O Pronaf , é sabido, já ajuda dois milhões de famílias a continuar no campo, resistindo e produzindo. E a Cresol, no início modesta repassadora de financiamentos do Pronaf, irradiou-se pelo sudoeste paranaense esprimido contra a fronteira da Argentina, numa faixa de terras das mais férteis do Brasil. Em poucos anos constituiu-se uma rede de 115 cooperativas municipais nos três estados do Sul, do Vale do Ribeira ao Chuí. A Cresol cresceu tanto que o Banco Central, para facilitar o trabalho de fiscalização, sugeriu que se dividisse em duas centrais: uma em Francisco Beltrão, sudoeste do Paraná, e outra em Chapecó, noroeste de Santa Catarina. Duas vezes por ano, o BC instala-se com auditores nas duas centrais e acompanha as filiadas por amostragem.

O sistema Cresol hoje é o maior repassador do Pronaf no Sul, superando bancos privados e rivaliza, no plano nacional, com o Basa, o BNBe o Banco do Brasil. Com créditos para a agricultura familiar que vão, mais freqüentemente, de R$ 800 a R$ 10 mil, só para 17 municípios do sudoeste do Paraná (13,664 mil associados) sua carteira de repasses somou, em 2006, R$ 70,271 milhões.

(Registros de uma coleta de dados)
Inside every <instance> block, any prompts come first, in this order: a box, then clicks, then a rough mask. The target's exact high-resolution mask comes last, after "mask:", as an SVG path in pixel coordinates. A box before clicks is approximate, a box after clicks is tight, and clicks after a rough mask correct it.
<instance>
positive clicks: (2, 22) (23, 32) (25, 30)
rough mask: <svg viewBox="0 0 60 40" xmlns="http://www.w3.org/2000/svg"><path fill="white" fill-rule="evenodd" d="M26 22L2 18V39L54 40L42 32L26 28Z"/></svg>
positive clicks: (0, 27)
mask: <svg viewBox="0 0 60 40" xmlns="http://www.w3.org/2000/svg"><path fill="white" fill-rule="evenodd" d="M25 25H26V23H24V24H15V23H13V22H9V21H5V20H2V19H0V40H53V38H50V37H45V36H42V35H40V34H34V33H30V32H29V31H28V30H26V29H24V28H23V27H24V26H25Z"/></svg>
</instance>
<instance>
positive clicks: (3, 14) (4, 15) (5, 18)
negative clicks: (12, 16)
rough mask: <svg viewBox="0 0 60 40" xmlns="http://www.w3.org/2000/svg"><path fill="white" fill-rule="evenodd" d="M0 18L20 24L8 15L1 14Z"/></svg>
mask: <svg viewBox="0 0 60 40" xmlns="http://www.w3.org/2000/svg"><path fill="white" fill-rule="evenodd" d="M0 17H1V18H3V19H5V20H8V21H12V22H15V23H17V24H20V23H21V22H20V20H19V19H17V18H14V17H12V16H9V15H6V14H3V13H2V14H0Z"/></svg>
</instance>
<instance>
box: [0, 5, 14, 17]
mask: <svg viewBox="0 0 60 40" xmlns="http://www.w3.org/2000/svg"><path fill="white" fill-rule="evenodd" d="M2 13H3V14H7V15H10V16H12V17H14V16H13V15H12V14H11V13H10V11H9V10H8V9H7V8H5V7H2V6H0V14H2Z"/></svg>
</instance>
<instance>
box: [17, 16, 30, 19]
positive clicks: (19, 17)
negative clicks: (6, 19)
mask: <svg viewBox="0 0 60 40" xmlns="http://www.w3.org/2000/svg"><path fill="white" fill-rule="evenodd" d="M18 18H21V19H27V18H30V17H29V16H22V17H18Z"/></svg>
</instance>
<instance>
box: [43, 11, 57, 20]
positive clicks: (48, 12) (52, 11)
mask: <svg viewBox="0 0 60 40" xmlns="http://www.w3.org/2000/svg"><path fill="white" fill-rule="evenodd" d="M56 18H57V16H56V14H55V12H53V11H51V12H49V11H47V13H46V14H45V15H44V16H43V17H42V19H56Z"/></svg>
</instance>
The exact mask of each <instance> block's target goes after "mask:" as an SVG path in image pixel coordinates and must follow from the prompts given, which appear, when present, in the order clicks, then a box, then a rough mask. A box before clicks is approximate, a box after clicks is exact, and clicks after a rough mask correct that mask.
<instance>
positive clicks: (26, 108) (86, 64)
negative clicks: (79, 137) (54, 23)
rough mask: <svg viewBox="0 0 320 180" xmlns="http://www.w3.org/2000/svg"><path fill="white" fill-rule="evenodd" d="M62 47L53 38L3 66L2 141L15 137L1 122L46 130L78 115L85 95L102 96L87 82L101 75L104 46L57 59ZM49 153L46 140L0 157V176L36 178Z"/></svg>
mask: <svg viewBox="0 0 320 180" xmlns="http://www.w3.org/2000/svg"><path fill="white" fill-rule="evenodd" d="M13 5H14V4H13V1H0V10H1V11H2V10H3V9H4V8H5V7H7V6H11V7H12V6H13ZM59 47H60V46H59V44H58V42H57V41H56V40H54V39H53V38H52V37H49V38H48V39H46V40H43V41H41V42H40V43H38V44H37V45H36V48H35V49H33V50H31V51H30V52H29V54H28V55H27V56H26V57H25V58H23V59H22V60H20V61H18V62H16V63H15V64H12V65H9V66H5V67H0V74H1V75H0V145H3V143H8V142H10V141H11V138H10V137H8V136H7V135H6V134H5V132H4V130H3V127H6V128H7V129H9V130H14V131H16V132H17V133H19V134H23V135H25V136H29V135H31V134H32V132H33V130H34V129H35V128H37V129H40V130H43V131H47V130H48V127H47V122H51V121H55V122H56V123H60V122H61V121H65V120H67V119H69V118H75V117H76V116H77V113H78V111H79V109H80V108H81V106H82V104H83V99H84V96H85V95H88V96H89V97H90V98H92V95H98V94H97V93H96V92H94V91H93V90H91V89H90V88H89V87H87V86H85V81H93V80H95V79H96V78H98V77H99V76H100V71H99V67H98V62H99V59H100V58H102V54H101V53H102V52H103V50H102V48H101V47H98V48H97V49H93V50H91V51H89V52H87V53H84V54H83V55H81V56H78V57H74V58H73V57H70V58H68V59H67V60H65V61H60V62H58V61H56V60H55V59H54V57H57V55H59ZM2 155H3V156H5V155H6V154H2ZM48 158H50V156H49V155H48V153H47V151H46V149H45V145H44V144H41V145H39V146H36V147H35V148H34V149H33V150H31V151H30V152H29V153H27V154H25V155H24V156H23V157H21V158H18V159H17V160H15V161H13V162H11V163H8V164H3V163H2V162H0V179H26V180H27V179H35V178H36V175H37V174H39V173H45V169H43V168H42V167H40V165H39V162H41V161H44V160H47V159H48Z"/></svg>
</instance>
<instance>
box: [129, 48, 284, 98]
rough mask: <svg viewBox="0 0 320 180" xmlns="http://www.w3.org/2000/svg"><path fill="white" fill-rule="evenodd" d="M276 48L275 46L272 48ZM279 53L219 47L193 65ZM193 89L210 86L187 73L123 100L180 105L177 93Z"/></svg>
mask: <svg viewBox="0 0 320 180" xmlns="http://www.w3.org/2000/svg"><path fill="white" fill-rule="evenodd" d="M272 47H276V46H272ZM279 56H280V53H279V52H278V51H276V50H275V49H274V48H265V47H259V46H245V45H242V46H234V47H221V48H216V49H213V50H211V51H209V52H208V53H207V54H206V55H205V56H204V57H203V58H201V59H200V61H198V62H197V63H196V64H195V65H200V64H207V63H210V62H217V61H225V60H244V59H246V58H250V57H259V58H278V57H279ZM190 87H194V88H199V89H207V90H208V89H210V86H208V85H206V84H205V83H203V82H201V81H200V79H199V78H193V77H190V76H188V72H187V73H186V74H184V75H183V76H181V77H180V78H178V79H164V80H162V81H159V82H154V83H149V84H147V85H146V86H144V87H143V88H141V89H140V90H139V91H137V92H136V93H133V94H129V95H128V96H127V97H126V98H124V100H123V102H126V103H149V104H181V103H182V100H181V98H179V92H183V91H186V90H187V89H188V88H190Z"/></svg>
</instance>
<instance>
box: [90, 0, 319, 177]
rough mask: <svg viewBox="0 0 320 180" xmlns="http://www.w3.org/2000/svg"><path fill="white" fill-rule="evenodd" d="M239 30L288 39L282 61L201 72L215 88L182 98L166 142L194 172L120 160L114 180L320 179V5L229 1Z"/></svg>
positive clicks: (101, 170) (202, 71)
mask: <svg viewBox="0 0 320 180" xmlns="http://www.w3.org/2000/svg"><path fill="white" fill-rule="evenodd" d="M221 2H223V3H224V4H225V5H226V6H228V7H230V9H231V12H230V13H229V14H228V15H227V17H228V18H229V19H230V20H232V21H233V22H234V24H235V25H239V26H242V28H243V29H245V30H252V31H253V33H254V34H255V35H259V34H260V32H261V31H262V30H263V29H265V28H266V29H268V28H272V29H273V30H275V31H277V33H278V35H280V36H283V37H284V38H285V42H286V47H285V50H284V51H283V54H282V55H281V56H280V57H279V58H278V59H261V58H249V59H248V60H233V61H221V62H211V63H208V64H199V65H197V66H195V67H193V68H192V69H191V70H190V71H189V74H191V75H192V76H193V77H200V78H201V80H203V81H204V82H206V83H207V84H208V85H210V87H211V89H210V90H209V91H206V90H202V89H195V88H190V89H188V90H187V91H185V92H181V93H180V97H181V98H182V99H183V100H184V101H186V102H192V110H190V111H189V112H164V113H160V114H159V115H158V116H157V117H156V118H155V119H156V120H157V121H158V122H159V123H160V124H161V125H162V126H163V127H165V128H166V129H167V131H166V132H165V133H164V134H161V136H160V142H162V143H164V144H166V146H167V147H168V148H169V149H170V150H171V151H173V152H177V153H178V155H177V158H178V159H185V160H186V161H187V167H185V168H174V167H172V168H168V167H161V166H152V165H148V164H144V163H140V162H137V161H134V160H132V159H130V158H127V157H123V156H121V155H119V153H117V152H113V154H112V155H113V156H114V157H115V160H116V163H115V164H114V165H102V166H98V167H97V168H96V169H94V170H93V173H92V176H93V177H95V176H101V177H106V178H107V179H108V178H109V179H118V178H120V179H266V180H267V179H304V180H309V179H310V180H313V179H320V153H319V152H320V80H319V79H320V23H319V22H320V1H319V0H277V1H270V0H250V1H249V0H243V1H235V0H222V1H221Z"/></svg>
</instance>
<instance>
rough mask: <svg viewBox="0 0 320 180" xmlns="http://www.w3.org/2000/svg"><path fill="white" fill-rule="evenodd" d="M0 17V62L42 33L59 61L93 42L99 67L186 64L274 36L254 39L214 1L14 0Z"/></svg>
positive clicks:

Partes do exercício.
A - No texto sobre a Cresol, troque "agricultura familiar" por "pequena produção rural" e reescreva o trecho que vai de "O sistema Cresol" até "R$ 70,271 milhões.", inclusive.
B - Relacione todos os valores em reais (R$) que aparecem no texto sobre a Cresol.
C - Traduza para o inglês esta frase do texto sobre a Cresol: "Duas vezes por ano, o BC instala-se com auditores nas duas centrais e acompanha as filiadas por amostragem."

Resultados do exercício.
A -
O sistema Cresol hoje é o maior repassador do Pronaf no Sul, superando bancos privados e rivaliza, no plano nacional, com o Basa, o BNBe o Banco do Brasil. Com créditos para a pequena produção rural que vão, mais freqüentemente, de R$ 800 a R$ 10 mil, só para 17 municípios do sudoeste do Paraná (13,664 mil associados) sua carteira de repasses somou, em 2006, R$ 70,271 milhões.

B -
R$ 800
R$ 10 mil
R$ 70,271 milhões

C - Twice a year, the Central Bank sets up with auditors at the two central offices and monitors the affiliates by sampling.